## WHAT YOU HAVE TO DO:
Print word for word whatever lies between the first line of the material and the line holding "box: [10, 633, 461, 983]", both included, and omit all pictures.

______________________________

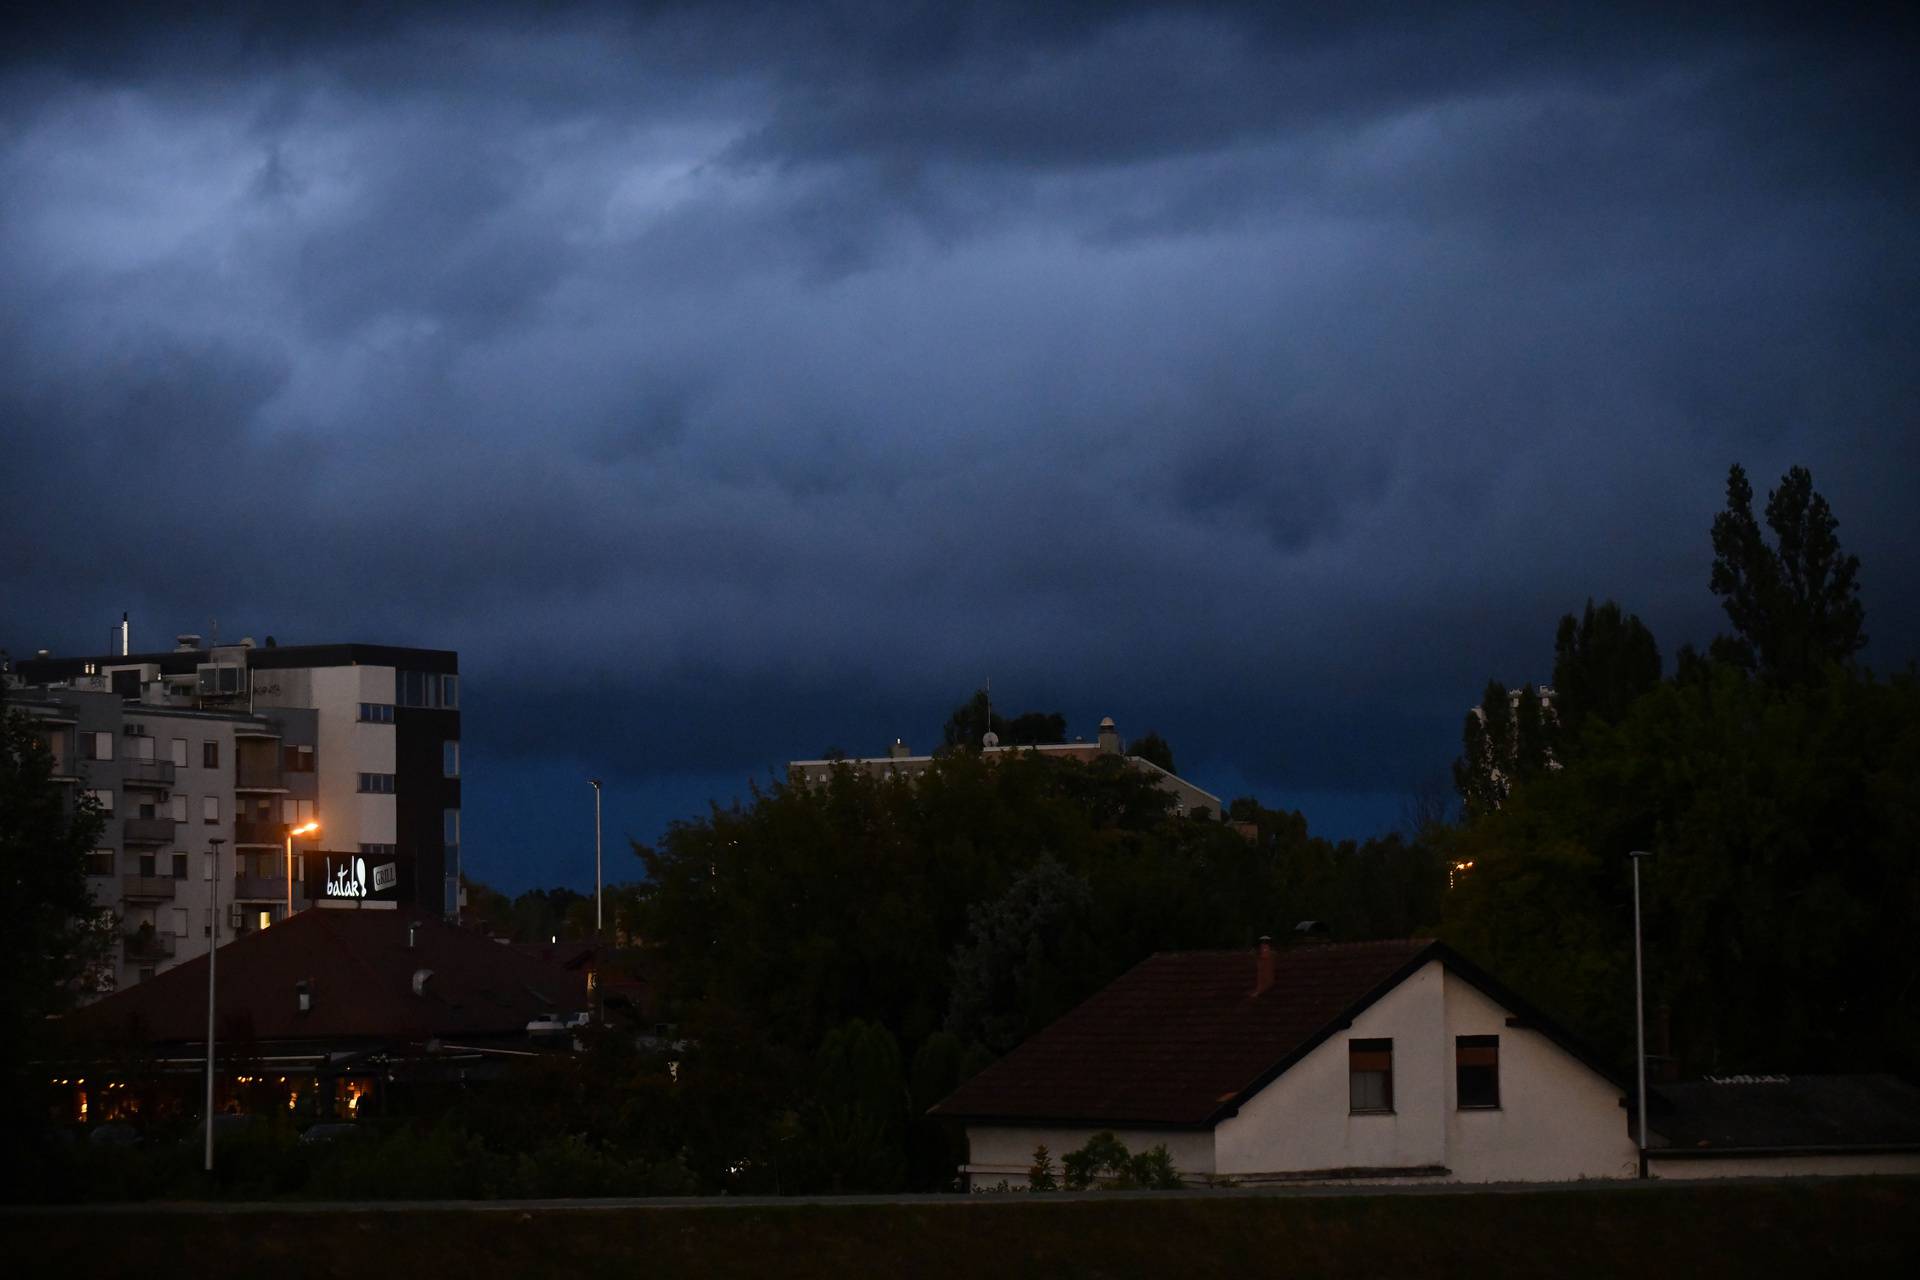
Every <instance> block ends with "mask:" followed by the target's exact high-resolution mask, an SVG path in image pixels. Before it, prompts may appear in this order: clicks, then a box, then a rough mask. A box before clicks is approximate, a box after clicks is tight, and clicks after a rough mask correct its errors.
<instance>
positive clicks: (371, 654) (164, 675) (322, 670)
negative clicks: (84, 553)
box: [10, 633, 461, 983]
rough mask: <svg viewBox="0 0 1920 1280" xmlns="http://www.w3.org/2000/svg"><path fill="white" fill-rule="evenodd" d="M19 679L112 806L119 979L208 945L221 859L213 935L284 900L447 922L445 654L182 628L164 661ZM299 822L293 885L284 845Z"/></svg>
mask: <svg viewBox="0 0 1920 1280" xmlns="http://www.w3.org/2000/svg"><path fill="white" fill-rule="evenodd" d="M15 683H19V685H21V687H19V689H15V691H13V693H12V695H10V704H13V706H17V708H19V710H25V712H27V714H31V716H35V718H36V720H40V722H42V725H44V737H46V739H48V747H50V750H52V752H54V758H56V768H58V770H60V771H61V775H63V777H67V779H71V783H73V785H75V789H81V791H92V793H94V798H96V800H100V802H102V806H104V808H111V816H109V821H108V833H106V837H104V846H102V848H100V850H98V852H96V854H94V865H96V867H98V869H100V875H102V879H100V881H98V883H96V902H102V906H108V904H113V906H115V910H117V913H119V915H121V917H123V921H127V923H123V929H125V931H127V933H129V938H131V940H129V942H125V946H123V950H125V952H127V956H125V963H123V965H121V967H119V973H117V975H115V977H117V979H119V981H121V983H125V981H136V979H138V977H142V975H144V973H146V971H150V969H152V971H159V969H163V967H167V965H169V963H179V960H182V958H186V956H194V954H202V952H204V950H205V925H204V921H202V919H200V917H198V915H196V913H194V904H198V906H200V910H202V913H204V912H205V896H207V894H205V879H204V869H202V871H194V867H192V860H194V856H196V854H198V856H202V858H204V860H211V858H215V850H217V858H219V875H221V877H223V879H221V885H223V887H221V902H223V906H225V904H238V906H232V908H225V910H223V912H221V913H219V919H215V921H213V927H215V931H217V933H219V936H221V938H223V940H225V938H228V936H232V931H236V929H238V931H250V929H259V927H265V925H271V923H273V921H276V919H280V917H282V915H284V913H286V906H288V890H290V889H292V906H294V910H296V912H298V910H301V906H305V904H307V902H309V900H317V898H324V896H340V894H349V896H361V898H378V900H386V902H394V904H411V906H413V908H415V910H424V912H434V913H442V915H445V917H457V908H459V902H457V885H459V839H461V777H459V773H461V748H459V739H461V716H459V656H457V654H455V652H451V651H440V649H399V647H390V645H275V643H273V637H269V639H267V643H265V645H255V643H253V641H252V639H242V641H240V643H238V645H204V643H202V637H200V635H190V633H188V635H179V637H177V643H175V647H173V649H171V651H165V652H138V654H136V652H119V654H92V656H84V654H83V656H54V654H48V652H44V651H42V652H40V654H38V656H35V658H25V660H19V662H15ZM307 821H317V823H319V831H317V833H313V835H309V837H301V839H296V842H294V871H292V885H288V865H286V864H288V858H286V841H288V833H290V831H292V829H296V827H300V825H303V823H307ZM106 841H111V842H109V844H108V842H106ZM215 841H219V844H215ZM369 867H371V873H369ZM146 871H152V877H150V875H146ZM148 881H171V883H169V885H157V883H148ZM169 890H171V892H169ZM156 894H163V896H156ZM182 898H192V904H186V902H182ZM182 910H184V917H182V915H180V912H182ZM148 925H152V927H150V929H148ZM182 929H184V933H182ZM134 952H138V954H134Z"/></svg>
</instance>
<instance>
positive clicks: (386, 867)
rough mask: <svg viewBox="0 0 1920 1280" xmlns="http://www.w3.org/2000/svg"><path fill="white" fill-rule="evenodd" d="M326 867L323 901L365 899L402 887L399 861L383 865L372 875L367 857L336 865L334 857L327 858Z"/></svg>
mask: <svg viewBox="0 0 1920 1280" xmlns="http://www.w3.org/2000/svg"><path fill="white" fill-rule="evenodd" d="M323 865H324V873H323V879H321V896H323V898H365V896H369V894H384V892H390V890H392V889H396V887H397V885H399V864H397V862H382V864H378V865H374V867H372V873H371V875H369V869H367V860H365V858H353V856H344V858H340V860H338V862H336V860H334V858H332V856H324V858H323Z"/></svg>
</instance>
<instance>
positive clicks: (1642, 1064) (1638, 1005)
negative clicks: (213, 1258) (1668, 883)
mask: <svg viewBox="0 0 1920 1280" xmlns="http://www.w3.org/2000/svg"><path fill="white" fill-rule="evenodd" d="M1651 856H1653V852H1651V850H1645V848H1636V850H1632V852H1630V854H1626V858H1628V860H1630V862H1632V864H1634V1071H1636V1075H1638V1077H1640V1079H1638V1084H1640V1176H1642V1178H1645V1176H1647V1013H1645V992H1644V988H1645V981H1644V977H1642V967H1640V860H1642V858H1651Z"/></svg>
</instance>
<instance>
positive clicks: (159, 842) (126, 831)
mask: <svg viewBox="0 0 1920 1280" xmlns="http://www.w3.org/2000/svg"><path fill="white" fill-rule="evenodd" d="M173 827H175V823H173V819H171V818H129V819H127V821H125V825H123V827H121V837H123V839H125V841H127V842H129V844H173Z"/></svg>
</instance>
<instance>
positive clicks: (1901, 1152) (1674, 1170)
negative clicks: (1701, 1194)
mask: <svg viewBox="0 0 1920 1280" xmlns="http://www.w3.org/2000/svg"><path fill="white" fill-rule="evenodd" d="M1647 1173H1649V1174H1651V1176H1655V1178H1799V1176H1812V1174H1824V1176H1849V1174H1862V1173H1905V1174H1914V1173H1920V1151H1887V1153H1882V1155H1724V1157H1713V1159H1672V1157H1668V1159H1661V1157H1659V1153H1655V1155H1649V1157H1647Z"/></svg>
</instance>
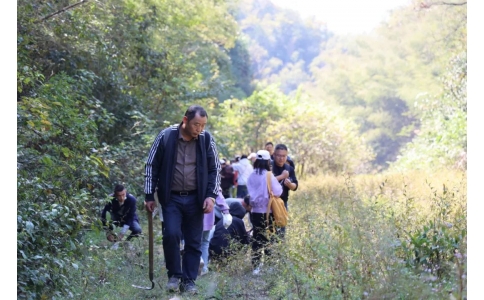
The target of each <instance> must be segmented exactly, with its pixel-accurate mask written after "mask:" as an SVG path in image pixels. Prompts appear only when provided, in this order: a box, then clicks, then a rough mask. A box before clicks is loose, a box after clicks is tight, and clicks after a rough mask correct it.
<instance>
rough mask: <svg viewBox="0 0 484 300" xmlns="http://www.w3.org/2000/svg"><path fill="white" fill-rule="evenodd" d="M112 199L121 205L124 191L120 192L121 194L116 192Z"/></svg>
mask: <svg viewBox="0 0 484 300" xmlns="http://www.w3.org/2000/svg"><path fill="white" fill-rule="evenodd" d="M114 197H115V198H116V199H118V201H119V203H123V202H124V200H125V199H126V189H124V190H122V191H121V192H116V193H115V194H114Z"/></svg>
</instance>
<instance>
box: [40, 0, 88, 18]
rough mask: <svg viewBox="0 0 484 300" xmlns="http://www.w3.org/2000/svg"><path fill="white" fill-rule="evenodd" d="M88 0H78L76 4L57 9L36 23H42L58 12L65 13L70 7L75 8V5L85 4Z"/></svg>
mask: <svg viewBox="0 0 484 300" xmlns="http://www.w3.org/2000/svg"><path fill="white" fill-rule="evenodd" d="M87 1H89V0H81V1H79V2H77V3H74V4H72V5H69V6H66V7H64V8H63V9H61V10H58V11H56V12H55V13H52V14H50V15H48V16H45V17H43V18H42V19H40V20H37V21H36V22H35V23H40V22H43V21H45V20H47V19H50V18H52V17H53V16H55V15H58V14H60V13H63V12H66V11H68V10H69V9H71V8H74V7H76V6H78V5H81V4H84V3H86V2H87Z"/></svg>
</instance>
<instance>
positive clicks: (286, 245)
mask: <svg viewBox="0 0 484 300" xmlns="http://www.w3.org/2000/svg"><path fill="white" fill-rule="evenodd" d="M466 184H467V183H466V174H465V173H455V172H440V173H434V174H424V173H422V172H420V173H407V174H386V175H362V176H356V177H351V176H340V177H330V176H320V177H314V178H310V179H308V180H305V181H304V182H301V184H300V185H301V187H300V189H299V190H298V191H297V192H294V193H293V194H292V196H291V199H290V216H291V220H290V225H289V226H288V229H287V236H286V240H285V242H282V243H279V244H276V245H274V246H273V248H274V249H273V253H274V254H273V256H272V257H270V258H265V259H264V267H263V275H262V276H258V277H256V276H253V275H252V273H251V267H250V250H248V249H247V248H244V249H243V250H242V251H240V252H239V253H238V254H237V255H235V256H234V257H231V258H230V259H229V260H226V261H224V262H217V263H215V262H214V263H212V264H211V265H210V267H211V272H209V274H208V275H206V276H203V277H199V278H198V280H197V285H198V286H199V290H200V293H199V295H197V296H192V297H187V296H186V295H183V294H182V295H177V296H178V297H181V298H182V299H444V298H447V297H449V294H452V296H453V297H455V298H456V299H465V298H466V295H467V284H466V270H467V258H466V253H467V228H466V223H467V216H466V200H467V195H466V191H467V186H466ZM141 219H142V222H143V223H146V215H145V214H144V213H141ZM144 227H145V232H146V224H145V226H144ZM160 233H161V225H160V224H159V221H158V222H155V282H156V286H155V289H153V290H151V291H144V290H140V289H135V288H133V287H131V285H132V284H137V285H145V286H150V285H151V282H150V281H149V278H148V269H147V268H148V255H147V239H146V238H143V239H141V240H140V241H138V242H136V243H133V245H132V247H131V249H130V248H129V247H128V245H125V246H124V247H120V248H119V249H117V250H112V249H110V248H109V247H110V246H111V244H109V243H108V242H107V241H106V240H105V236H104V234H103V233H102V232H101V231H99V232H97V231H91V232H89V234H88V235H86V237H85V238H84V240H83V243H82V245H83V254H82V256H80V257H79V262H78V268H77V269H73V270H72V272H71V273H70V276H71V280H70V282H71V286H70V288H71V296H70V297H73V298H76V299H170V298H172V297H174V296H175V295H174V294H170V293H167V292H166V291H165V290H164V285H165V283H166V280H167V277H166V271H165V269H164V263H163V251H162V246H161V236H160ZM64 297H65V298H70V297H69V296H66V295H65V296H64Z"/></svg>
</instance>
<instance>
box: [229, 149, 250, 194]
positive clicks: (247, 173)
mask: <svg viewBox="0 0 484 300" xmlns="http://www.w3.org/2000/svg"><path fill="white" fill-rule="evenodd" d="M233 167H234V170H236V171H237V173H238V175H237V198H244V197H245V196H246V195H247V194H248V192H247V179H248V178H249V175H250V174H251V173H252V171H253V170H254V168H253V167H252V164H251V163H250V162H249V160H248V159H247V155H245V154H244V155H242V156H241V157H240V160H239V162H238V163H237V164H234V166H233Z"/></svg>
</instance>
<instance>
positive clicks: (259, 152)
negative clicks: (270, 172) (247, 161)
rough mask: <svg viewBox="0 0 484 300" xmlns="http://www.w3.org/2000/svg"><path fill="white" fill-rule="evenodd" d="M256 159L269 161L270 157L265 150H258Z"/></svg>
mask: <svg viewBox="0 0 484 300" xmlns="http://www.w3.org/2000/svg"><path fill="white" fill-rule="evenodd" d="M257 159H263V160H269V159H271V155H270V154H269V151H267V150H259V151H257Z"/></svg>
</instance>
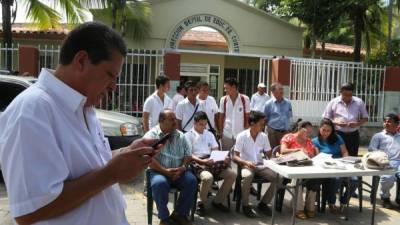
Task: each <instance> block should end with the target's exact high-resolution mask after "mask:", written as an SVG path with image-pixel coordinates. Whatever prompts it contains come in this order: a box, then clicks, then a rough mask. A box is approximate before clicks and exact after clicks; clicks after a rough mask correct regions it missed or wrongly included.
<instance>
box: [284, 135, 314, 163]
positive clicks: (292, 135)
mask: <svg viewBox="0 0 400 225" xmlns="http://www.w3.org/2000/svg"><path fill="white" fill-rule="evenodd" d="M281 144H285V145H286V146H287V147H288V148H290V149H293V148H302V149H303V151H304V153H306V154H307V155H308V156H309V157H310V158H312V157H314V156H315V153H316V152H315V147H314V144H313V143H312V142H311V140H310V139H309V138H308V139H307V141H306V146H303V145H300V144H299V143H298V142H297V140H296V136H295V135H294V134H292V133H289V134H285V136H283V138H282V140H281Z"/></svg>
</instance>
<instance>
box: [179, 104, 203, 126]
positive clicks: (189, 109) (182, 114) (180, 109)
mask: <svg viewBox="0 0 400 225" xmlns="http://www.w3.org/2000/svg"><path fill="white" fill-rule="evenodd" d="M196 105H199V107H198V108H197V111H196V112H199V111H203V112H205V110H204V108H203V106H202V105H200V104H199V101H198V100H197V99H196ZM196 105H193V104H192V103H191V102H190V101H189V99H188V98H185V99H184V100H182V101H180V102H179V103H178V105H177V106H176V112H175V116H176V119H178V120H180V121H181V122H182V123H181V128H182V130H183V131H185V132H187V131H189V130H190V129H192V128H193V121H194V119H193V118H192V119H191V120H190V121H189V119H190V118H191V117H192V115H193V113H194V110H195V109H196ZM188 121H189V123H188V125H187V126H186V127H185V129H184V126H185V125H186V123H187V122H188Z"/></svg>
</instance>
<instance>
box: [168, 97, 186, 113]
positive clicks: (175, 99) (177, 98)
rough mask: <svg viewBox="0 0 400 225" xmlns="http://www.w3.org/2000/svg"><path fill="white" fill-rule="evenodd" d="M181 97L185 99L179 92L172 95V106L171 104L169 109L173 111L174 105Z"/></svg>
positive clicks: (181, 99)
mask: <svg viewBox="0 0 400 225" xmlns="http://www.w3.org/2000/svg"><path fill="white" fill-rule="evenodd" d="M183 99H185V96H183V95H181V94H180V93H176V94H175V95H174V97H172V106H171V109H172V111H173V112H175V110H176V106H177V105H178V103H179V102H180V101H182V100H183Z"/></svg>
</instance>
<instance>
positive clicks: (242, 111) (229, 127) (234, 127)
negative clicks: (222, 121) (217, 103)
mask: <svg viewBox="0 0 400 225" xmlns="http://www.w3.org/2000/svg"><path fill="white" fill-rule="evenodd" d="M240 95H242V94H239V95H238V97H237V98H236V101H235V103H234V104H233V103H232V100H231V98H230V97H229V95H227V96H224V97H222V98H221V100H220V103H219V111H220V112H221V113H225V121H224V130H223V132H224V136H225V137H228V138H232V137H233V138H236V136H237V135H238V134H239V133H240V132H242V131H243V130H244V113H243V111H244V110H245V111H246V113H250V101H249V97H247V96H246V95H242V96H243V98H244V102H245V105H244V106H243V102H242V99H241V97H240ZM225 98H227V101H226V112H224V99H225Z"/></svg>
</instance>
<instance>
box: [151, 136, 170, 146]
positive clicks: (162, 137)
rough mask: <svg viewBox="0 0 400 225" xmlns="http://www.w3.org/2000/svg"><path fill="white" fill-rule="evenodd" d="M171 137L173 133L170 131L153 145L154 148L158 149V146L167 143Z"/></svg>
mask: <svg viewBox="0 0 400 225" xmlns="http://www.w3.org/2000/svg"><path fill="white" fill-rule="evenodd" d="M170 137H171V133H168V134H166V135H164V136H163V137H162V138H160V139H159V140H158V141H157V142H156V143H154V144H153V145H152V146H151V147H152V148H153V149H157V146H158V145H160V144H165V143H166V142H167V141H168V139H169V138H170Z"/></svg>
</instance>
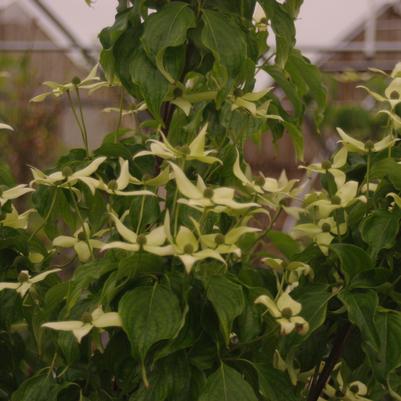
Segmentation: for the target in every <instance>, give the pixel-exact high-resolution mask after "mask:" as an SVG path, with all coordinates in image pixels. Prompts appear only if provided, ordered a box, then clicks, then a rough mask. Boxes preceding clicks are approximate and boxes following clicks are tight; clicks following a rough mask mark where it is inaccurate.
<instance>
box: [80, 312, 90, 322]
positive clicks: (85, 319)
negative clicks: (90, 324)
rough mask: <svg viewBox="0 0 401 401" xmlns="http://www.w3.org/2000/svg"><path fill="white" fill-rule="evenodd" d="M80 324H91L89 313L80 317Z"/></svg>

______________________________

## ANSWER SECTION:
Every <instance> block ends with "mask:" followed by the target's exact high-resolution mask, an SVG path in image pixels. Before it, prompts may appear in this order: clicks, then a box, then a rough mask. A box before clicks is approximate, a box after clicks is tight, and clicks after a rough mask correct its errors.
<instance>
positive clicks: (371, 654) (164, 675) (322, 670)
negative clicks: (84, 553)
box: [10, 633, 461, 983]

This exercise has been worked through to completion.